:: DIRECTIONS ::
Only the number is needed: how many lines in the entries below contain the string "soil"?

[Region pointing data]
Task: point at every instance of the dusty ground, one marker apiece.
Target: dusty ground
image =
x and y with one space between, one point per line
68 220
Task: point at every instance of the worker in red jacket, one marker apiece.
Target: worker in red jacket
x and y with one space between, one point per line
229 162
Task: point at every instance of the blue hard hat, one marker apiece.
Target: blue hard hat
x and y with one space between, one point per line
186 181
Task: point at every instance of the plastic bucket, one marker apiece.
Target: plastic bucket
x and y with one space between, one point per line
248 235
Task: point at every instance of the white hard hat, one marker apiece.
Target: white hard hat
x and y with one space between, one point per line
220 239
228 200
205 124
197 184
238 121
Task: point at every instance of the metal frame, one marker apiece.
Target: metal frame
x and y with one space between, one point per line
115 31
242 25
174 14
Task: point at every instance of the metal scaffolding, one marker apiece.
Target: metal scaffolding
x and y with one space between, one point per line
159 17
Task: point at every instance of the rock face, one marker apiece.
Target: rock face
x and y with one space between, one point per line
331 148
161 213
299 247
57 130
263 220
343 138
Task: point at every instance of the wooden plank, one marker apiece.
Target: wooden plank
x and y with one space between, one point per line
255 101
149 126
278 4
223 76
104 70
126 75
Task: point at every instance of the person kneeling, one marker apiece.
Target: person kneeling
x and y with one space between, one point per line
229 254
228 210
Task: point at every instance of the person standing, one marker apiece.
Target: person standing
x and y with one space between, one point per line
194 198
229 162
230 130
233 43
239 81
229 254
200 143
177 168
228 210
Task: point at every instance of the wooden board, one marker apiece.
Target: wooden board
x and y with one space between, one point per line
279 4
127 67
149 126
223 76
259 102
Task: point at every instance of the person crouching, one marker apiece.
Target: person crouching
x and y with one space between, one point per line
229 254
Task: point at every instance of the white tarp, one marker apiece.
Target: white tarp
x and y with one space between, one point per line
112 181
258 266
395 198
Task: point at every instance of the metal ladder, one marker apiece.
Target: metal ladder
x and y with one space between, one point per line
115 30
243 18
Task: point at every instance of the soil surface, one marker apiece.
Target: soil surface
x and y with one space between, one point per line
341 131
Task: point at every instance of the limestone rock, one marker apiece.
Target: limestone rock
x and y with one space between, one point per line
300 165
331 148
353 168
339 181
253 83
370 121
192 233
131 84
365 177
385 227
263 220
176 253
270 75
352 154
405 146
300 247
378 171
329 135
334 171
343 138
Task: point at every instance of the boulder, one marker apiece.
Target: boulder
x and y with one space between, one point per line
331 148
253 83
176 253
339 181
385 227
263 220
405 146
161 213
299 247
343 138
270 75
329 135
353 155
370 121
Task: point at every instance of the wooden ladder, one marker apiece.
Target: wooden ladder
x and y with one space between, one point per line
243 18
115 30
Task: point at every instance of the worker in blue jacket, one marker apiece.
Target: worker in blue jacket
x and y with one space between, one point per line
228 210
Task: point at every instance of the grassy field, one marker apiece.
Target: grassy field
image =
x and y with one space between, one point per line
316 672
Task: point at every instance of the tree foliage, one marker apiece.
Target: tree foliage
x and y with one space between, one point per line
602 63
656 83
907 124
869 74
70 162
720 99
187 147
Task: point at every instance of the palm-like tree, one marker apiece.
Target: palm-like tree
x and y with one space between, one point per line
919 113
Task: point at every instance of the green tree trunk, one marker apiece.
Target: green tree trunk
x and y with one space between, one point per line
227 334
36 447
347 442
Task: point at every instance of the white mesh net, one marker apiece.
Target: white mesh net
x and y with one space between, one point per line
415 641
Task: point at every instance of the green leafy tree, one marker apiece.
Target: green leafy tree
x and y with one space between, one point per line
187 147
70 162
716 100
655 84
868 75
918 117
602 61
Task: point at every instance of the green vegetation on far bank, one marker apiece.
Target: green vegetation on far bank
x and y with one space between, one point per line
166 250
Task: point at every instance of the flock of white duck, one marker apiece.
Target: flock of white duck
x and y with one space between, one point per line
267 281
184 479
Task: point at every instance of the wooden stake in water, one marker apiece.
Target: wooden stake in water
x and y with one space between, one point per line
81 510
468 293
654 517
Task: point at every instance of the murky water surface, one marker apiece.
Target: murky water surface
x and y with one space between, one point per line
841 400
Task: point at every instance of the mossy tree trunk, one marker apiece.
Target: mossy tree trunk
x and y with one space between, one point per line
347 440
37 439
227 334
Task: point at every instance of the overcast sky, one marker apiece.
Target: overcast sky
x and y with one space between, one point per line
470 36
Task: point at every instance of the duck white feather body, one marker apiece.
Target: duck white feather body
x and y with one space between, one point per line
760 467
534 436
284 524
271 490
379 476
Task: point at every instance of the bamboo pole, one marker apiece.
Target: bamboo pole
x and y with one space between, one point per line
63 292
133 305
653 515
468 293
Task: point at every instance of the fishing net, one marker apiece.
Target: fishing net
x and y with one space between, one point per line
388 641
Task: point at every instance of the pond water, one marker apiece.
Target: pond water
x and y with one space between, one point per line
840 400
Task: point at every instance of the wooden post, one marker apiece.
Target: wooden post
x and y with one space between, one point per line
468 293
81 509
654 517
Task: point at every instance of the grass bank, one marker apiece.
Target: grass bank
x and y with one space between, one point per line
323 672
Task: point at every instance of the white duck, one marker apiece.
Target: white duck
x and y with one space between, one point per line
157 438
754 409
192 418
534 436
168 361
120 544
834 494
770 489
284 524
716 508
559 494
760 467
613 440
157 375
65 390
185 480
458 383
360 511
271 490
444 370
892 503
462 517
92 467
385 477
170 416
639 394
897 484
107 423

:: SOLUTION FOR THIS TASK ::
2